■ **REQUIREMENT**: Pull out the lines of the listing below without changing them, beginning with its first line and going on through the line that contains "column 319, row 88".

■ **RECORDS SUPPLIED**:
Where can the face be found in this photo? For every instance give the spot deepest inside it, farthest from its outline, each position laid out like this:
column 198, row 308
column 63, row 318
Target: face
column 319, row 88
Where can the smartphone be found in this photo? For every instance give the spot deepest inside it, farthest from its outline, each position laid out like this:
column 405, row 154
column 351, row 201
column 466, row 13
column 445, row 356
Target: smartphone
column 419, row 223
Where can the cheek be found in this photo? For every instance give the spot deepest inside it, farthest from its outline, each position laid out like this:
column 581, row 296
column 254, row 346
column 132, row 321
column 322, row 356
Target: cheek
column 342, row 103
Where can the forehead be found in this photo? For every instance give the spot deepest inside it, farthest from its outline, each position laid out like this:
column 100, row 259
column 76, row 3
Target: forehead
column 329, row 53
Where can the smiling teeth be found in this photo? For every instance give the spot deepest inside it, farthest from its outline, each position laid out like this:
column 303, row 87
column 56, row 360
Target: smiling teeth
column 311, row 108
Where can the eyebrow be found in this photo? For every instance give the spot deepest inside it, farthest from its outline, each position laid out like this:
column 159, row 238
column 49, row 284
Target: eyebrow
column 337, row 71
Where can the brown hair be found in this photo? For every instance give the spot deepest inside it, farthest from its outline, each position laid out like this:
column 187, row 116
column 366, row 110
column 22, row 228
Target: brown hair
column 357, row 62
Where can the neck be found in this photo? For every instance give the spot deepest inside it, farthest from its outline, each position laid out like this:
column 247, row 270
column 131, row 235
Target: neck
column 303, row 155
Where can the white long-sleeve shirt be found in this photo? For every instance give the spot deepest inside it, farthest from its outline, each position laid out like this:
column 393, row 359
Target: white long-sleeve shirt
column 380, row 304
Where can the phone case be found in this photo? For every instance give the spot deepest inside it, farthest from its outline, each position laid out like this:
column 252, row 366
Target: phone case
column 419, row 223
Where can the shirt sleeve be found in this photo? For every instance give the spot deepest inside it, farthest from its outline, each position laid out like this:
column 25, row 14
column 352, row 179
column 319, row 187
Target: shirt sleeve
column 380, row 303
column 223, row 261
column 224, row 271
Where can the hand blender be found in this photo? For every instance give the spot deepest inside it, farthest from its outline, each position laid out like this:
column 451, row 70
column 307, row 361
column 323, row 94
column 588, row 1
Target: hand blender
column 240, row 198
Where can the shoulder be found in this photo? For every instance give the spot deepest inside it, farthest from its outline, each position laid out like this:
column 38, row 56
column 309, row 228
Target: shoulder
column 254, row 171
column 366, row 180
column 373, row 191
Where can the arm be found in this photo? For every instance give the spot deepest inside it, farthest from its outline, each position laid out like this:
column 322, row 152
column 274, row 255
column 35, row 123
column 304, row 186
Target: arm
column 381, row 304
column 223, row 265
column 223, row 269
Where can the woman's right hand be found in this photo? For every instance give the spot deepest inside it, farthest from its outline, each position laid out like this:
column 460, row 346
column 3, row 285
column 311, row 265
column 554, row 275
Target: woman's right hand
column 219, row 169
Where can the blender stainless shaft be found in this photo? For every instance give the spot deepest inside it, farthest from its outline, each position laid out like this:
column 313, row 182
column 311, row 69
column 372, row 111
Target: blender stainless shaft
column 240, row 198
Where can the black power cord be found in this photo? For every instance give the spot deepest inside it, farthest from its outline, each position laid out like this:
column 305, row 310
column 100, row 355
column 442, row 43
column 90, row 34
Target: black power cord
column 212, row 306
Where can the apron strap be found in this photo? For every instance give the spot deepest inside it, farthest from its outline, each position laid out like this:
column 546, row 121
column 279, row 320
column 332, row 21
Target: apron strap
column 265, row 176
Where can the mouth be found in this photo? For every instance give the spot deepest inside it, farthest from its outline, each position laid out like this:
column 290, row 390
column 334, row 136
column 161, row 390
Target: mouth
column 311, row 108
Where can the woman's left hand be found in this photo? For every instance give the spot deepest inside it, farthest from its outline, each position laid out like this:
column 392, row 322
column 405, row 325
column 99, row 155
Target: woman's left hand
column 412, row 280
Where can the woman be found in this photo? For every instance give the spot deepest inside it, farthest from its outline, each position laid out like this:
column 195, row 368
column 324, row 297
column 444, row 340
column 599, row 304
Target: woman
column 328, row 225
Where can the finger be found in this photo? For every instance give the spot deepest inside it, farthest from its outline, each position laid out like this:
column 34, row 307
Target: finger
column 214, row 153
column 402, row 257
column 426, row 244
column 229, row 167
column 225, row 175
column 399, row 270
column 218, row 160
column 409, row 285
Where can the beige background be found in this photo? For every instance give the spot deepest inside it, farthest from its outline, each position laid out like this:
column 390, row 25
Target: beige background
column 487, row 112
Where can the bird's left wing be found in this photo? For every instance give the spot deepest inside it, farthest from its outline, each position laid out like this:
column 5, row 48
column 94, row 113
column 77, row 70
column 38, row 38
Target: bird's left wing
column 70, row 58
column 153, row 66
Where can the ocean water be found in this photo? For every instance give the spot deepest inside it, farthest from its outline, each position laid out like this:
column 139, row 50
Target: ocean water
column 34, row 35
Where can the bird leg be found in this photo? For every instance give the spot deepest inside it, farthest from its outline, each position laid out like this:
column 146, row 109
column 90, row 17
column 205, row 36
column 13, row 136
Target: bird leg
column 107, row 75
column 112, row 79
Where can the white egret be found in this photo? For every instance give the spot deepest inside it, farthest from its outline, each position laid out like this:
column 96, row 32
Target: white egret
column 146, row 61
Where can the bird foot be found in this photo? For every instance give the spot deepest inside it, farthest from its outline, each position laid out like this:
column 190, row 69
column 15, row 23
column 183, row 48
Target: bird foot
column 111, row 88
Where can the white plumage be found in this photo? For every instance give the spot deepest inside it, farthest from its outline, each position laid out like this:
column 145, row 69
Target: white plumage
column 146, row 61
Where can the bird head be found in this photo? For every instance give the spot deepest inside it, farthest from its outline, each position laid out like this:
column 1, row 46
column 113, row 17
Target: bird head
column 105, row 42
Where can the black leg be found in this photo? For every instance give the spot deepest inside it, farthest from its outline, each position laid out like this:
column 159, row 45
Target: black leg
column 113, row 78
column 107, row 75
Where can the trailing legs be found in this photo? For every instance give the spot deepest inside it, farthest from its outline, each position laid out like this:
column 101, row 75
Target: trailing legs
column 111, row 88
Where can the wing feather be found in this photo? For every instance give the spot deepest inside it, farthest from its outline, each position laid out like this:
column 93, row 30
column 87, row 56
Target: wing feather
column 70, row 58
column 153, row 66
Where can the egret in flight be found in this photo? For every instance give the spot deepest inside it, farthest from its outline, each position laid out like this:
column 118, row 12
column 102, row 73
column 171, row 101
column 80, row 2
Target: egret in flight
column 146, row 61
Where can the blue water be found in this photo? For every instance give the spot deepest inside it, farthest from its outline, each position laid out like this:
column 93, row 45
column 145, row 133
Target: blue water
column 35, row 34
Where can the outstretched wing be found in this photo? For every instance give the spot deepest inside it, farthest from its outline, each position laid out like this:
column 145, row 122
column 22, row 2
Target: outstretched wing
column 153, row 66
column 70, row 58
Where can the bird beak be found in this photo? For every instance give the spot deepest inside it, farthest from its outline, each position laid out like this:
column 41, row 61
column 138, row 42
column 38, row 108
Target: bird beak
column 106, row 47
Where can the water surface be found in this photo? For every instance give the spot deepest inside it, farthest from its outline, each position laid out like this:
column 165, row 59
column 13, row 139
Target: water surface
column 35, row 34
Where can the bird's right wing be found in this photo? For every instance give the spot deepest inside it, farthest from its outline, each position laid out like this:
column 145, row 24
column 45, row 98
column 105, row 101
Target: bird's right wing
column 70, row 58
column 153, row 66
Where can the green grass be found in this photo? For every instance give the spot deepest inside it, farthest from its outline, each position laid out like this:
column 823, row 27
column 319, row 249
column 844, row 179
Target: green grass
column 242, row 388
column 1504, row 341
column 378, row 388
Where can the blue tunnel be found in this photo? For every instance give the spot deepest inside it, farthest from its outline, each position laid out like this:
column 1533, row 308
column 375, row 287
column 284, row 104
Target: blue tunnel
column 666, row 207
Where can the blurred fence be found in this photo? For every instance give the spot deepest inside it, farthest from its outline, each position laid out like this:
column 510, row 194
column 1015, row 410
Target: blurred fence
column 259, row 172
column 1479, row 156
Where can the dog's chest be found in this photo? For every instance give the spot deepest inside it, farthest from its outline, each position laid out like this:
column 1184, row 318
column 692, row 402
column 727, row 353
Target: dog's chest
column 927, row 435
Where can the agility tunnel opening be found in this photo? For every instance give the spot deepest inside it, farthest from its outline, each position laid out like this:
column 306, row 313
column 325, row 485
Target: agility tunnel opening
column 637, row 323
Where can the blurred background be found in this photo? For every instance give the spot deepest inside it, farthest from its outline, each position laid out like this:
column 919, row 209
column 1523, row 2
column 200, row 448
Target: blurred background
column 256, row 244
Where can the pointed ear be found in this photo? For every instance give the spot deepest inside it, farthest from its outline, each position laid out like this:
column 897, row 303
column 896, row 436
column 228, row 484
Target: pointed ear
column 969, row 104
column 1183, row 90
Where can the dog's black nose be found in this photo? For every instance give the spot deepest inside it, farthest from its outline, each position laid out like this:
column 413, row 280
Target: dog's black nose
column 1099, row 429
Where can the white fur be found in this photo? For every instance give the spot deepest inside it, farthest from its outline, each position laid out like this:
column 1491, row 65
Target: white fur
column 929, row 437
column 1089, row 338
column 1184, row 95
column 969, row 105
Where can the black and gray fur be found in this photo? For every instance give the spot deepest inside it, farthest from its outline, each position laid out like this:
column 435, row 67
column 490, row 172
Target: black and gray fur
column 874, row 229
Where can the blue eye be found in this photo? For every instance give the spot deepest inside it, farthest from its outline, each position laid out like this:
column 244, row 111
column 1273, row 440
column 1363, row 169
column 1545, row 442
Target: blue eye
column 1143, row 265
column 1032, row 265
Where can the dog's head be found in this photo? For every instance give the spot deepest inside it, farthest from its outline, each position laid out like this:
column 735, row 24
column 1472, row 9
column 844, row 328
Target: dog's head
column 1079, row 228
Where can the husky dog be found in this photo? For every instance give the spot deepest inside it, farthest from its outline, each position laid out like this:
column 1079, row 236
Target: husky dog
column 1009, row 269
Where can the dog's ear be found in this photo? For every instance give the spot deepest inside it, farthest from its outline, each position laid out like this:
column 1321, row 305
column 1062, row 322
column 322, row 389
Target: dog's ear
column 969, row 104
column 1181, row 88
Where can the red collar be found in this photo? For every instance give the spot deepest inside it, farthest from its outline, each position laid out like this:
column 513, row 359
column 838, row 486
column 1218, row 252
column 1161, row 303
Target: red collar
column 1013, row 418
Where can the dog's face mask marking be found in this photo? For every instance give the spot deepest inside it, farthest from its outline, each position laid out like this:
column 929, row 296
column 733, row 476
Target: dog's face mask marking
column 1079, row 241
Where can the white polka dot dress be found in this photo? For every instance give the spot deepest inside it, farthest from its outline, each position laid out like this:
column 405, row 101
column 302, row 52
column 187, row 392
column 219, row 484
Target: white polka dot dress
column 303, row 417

■ **OUTPUT**:
Where can the face be found in this photo? For every instance give the spot deepest inside it, farthest from its outline, each position laid out like this:
column 198, row 308
column 63, row 318
Target: face
column 319, row 88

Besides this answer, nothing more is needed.